Copy out the records word for word from their start through the line containing "[121, 92, 159, 122]", including that line, and leave the pictures out of your copy.

• **Entries**
— start —

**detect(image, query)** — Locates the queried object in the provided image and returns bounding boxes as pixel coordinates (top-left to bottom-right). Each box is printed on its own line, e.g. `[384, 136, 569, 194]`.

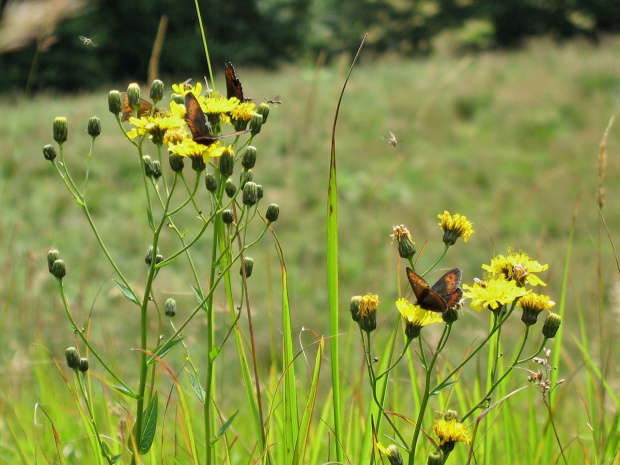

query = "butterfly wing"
[184, 92, 218, 145]
[224, 63, 245, 102]
[431, 268, 463, 308]
[121, 92, 159, 122]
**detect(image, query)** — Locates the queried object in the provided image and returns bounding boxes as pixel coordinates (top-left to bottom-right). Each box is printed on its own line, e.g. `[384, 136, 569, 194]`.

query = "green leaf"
[138, 393, 158, 455]
[114, 279, 140, 306]
[187, 371, 206, 404]
[146, 338, 183, 365]
[112, 386, 140, 399]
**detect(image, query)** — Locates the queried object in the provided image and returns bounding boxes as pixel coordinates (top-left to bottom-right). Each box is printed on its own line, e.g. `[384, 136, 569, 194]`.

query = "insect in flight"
[224, 63, 252, 102]
[184, 92, 250, 146]
[80, 36, 97, 47]
[407, 267, 463, 313]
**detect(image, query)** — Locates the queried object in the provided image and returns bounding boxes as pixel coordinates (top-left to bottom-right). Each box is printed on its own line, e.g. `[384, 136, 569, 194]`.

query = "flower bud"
[52, 116, 69, 145]
[386, 444, 405, 465]
[191, 157, 207, 173]
[239, 257, 254, 278]
[543, 312, 562, 339]
[224, 178, 237, 199]
[241, 145, 256, 170]
[219, 149, 235, 178]
[239, 170, 254, 189]
[164, 299, 177, 318]
[222, 209, 235, 224]
[150, 79, 164, 103]
[65, 347, 80, 370]
[152, 160, 162, 181]
[52, 260, 67, 279]
[47, 250, 60, 273]
[127, 82, 141, 111]
[257, 102, 270, 124]
[87, 116, 101, 139]
[108, 90, 123, 116]
[349, 295, 362, 323]
[265, 203, 280, 223]
[243, 181, 258, 207]
[250, 113, 263, 136]
[43, 144, 56, 161]
[78, 357, 88, 373]
[205, 173, 217, 192]
[142, 155, 153, 178]
[168, 152, 185, 173]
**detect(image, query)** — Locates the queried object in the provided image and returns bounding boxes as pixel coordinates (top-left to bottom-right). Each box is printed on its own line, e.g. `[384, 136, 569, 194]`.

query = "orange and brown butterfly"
[121, 92, 159, 121]
[407, 267, 463, 313]
[224, 63, 252, 102]
[184, 92, 250, 146]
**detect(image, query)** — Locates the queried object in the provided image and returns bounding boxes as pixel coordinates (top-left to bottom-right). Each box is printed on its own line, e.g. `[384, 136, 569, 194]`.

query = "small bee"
[80, 36, 97, 47]
[384, 131, 399, 147]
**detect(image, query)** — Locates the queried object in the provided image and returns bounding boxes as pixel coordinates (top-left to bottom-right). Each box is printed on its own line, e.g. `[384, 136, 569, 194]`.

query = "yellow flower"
[463, 278, 529, 312]
[482, 250, 549, 286]
[433, 418, 470, 450]
[437, 211, 474, 246]
[396, 297, 443, 339]
[518, 292, 555, 326]
[172, 81, 202, 97]
[127, 113, 185, 145]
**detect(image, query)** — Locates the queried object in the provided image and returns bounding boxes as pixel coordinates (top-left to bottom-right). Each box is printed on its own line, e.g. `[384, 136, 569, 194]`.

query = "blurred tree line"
[0, 0, 620, 91]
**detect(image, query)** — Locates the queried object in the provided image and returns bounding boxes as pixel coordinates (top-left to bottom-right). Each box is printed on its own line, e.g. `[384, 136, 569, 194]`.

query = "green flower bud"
[152, 160, 162, 181]
[426, 450, 443, 465]
[127, 82, 141, 111]
[43, 144, 56, 161]
[239, 257, 254, 278]
[543, 312, 562, 339]
[222, 209, 235, 224]
[243, 181, 258, 207]
[205, 173, 217, 192]
[349, 295, 362, 323]
[191, 157, 207, 173]
[52, 260, 67, 279]
[224, 178, 237, 199]
[265, 203, 280, 223]
[87, 116, 101, 139]
[250, 113, 263, 136]
[168, 152, 185, 173]
[239, 170, 254, 189]
[65, 347, 80, 370]
[151, 79, 164, 103]
[387, 444, 405, 465]
[164, 299, 177, 318]
[78, 357, 88, 373]
[258, 102, 270, 124]
[142, 155, 153, 178]
[52, 116, 69, 145]
[219, 149, 235, 178]
[47, 250, 60, 273]
[241, 145, 256, 170]
[108, 90, 123, 116]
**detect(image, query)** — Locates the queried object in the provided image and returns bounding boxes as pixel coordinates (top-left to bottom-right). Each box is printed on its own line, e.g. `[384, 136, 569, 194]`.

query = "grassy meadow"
[0, 37, 620, 464]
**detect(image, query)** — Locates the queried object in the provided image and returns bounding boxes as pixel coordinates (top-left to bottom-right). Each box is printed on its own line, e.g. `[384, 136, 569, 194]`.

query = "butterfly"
[121, 92, 159, 121]
[407, 267, 463, 313]
[224, 63, 252, 102]
[184, 92, 250, 146]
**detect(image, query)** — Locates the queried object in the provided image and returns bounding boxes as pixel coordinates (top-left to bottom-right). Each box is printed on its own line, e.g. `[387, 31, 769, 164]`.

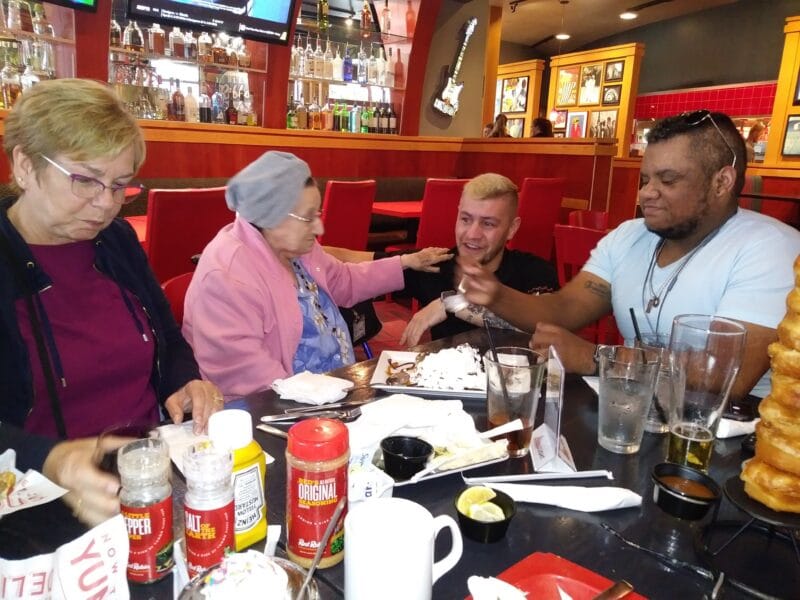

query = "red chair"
[553, 224, 622, 344]
[319, 179, 376, 250]
[161, 271, 194, 325]
[567, 210, 608, 231]
[386, 179, 469, 252]
[508, 177, 567, 260]
[145, 187, 234, 282]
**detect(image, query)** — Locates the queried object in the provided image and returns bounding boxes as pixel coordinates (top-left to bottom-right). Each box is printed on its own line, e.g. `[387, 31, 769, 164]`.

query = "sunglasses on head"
[681, 109, 736, 168]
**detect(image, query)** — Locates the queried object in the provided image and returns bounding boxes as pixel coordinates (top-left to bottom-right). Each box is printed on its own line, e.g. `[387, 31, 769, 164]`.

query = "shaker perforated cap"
[208, 408, 253, 450]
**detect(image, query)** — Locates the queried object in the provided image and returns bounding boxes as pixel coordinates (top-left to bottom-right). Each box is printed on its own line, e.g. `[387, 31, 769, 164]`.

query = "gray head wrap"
[225, 151, 311, 229]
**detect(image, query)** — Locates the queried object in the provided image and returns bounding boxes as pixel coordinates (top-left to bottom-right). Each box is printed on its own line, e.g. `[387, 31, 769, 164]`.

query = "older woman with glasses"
[183, 152, 452, 398]
[0, 79, 222, 524]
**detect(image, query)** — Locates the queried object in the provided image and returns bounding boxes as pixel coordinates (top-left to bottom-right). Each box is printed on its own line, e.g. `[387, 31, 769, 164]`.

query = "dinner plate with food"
[370, 344, 486, 398]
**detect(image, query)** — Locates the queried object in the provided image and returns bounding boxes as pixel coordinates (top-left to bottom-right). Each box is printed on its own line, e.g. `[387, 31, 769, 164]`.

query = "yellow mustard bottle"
[208, 409, 267, 551]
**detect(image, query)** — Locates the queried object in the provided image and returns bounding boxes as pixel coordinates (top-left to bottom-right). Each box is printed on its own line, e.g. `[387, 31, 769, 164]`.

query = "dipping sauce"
[658, 475, 714, 500]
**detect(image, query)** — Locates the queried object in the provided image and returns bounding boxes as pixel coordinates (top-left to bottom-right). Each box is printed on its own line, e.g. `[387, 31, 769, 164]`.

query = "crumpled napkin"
[492, 483, 642, 512]
[272, 371, 353, 406]
[717, 419, 761, 439]
[467, 575, 528, 600]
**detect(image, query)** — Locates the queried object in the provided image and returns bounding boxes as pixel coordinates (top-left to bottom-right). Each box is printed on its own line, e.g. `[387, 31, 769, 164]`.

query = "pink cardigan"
[183, 216, 403, 399]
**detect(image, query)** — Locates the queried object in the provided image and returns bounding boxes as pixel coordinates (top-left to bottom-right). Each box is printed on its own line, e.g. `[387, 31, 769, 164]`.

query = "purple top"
[16, 241, 158, 438]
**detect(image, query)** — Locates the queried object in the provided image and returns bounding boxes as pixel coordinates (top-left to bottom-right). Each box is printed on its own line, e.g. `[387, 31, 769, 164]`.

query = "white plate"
[369, 350, 486, 398]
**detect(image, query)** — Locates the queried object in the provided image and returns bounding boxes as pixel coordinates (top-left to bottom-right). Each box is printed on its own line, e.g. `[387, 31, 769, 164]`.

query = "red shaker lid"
[286, 419, 350, 461]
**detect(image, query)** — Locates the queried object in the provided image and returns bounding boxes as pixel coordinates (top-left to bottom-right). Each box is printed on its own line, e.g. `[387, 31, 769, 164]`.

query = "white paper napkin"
[492, 483, 642, 512]
[717, 419, 761, 439]
[272, 371, 353, 406]
[467, 575, 527, 600]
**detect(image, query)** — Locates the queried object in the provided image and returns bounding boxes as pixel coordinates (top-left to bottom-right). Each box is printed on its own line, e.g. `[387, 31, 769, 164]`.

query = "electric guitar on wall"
[433, 17, 478, 117]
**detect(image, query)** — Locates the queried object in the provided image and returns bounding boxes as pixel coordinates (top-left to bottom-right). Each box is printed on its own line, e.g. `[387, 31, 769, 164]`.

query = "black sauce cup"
[381, 435, 433, 481]
[651, 463, 722, 521]
[453, 488, 517, 544]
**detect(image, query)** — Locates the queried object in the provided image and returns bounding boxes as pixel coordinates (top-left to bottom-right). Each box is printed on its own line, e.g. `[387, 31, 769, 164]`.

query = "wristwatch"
[439, 290, 469, 313]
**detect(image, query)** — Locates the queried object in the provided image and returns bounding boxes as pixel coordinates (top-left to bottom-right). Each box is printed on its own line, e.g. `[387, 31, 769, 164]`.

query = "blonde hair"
[462, 173, 519, 214]
[3, 79, 145, 190]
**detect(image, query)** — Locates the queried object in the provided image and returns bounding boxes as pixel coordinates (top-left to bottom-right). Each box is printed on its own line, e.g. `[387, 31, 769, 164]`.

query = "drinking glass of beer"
[483, 346, 547, 458]
[667, 315, 746, 471]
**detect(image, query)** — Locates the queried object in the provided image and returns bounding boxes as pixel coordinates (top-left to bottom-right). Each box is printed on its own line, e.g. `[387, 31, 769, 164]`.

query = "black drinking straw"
[483, 318, 513, 414]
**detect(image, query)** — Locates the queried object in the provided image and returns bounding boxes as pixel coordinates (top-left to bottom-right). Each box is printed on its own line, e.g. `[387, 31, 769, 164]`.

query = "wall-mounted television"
[128, 0, 297, 45]
[46, 0, 99, 12]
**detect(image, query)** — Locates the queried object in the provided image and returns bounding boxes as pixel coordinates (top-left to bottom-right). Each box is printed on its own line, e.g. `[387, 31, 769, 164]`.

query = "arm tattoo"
[456, 304, 522, 331]
[584, 281, 611, 302]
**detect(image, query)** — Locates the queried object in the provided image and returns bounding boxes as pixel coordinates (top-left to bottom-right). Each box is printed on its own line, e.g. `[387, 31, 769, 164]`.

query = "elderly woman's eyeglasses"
[681, 110, 736, 168]
[286, 211, 322, 225]
[40, 154, 145, 204]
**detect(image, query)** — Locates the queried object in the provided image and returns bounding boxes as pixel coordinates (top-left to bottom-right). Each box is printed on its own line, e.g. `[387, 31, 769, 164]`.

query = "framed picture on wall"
[603, 84, 622, 106]
[578, 65, 603, 104]
[565, 110, 586, 137]
[550, 110, 567, 131]
[588, 110, 617, 138]
[603, 60, 625, 83]
[556, 67, 578, 106]
[500, 77, 528, 113]
[507, 118, 525, 137]
[781, 115, 800, 156]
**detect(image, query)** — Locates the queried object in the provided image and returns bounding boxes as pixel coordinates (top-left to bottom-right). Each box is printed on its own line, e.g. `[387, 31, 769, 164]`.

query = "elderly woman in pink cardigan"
[183, 152, 451, 399]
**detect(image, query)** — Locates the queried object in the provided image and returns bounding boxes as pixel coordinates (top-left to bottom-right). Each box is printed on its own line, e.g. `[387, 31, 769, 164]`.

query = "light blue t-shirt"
[583, 209, 800, 397]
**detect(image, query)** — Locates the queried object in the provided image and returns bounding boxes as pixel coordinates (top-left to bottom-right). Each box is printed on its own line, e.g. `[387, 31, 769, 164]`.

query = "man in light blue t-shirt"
[462, 111, 800, 398]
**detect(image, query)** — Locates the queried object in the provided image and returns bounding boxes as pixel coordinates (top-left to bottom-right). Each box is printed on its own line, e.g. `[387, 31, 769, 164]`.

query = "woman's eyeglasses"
[40, 154, 145, 204]
[681, 109, 736, 168]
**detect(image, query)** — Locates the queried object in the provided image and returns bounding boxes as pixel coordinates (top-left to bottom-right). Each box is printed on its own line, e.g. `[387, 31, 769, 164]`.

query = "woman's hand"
[42, 437, 126, 527]
[400, 247, 453, 273]
[528, 323, 596, 375]
[164, 379, 225, 433]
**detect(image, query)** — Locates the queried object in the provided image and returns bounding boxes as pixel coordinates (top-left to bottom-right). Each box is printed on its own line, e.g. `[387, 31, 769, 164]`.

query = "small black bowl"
[652, 463, 722, 521]
[381, 435, 433, 481]
[453, 488, 517, 544]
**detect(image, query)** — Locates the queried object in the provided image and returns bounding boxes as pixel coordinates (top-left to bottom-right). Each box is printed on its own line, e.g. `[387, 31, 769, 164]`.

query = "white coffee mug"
[344, 498, 464, 600]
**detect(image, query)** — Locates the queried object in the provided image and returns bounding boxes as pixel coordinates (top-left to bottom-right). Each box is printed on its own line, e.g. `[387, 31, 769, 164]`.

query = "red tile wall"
[634, 81, 777, 119]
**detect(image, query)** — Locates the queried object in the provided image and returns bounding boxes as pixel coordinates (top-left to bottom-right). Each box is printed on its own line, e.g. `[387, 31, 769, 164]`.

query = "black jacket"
[0, 198, 200, 471]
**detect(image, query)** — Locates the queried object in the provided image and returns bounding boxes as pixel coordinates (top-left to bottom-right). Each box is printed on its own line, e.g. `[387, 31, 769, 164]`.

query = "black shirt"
[403, 248, 558, 340]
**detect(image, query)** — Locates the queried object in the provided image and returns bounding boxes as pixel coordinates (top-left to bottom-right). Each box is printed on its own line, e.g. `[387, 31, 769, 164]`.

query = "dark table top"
[0, 330, 800, 600]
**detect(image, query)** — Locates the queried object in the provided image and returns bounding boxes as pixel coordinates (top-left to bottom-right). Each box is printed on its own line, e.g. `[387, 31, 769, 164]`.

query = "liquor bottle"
[361, 0, 372, 37]
[406, 0, 417, 37]
[383, 48, 394, 87]
[294, 96, 308, 129]
[381, 0, 392, 33]
[183, 86, 200, 123]
[369, 104, 379, 133]
[361, 104, 372, 133]
[367, 49, 378, 83]
[389, 104, 397, 135]
[225, 92, 239, 125]
[236, 91, 247, 125]
[356, 42, 369, 83]
[109, 19, 122, 48]
[172, 79, 186, 121]
[375, 46, 386, 85]
[197, 31, 212, 64]
[167, 27, 184, 58]
[303, 35, 316, 77]
[378, 103, 389, 133]
[314, 35, 325, 79]
[198, 92, 212, 123]
[394, 48, 406, 88]
[342, 46, 353, 81]
[317, 0, 328, 31]
[322, 38, 333, 79]
[331, 46, 344, 81]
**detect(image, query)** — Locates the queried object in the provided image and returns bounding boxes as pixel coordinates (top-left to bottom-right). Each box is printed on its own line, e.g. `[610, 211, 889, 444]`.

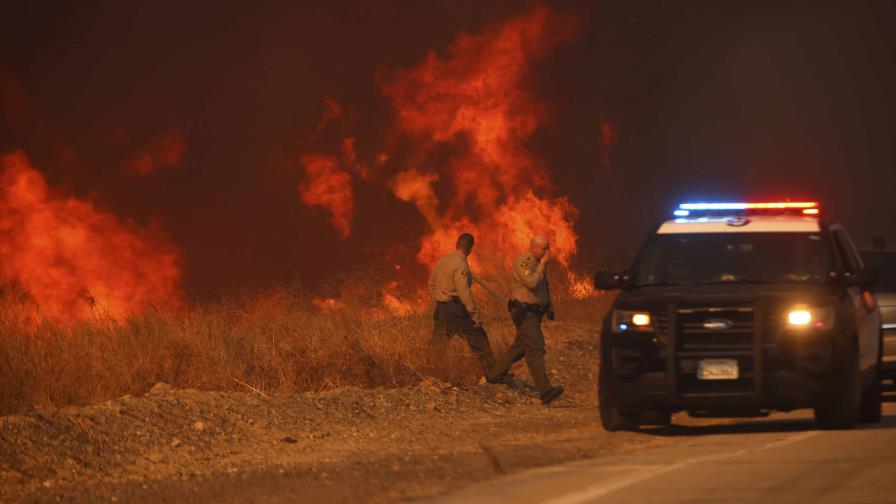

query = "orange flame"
[377, 6, 578, 284]
[0, 151, 181, 320]
[299, 154, 354, 238]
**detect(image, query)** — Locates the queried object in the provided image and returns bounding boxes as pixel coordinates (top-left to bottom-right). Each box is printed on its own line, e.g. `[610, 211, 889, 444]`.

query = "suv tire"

— end —

• **Answer to the task**
**detect(image, query)** — Locates the queried object in the provided image and returns bounding boxes as pixel coordinates (top-left to bottom-right). Each box is printed on its own line, e.g. `[384, 136, 569, 194]`.


query = "butterfly wing"
[184, 92, 218, 145]
[224, 63, 245, 102]
[431, 268, 463, 308]
[121, 92, 159, 122]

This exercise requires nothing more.